**WHAT IS EXPECTED:** Each entry that follows needs to be written out exactly, with nothing left out.
+ + + +
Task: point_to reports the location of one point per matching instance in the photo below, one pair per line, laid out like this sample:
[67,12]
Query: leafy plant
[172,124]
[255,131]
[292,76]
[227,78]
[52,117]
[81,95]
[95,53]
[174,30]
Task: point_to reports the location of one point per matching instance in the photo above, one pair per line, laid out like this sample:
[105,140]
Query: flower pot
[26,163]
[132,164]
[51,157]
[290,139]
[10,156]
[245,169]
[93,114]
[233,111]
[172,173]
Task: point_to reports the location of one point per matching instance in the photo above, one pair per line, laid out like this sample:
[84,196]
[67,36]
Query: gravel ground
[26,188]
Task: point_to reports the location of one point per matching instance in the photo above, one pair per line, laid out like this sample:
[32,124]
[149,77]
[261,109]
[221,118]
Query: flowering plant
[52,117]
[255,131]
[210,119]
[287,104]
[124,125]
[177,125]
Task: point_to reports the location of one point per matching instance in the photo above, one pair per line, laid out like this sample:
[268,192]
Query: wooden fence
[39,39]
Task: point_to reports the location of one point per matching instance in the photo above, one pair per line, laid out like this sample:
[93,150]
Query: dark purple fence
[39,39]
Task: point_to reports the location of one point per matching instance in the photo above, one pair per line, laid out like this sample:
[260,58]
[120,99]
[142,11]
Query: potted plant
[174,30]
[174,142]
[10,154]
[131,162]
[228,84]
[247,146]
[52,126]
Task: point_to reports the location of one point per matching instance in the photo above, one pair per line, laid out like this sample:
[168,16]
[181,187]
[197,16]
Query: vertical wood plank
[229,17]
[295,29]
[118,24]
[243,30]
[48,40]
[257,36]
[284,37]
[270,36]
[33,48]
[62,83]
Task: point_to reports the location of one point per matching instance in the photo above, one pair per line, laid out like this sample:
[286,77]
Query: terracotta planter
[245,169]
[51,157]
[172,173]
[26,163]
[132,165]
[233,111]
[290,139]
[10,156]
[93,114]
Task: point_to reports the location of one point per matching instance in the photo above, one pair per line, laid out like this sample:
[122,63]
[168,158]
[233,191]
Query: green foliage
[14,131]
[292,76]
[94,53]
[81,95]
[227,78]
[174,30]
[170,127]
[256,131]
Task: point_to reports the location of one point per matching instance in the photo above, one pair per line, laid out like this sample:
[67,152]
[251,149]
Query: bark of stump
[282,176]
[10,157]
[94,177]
+ + + +
**WRITTEN SOLUTION:**
Task: point_to reports the location of one point per matching instance in the photo below, one pair per line, laid out like this sample:
[67,12]
Query: leafy plant
[172,124]
[255,131]
[292,76]
[227,78]
[52,117]
[81,95]
[95,53]
[174,30]
Task: point_to reports the location of one point per matching instance in the photo above, one pair per line, laid out like this sample:
[105,140]
Query: flower pot
[26,163]
[132,164]
[51,157]
[290,139]
[10,156]
[245,169]
[93,114]
[233,111]
[172,173]
Task: point_to reports the location of one point per matching instance in the photo above, one pair per line, laid out like this sample:
[84,196]
[67,36]
Query: gravel ground
[26,188]
Task: point_to reports the location of one point per matching instance in the photo above, one pair per line, laid out like this sample:
[32,124]
[149,77]
[261,109]
[221,118]
Query: flowering plant
[52,117]
[255,131]
[210,119]
[287,104]
[124,125]
[177,125]
Task: point_to reports the location of one point per matching instance in the photo above, one pair per line, laid out like this sample:
[268,192]
Query: wooden fence
[39,39]
Task: point_to reports the location of one point per matching instance in the photo above, one pair per line, laid out like this sample:
[93,150]
Query: dark purple fence
[39,39]
Task: point_to reports the location of one point per matching instance in the photo above, one pair per line, laid out like this sample:
[260,58]
[120,99]
[142,11]
Query: potted plant
[174,30]
[174,142]
[10,154]
[131,162]
[228,84]
[247,146]
[52,126]
Task: point_to reports the location of one point per matching instance in the photo above, one pair per line, laid out like this sample:
[168,16]
[181,187]
[197,16]
Query: vertical wood plank
[229,17]
[295,29]
[118,24]
[243,30]
[48,40]
[257,36]
[284,37]
[270,36]
[33,48]
[62,83]
Task: point_to reports the location of one point per matching instance in the photo above, one pair per line, laid out like this sample:
[286,77]
Query: terracotta planter
[245,169]
[51,157]
[172,173]
[26,163]
[132,165]
[233,111]
[290,139]
[10,156]
[93,114]
Task: point_to reports the location of one point per matching instance in the photo above, one pair per line, laid out like this sample:
[122,63]
[168,158]
[233,191]
Query: green foliage
[14,131]
[292,76]
[94,53]
[81,95]
[227,78]
[174,30]
[170,127]
[256,131]
Task: point_to reports the location of one point per matching instance in the photo above, one pair per line, laid out like this sample:
[67,152]
[251,149]
Query: bark of stump
[282,176]
[10,157]
[94,177]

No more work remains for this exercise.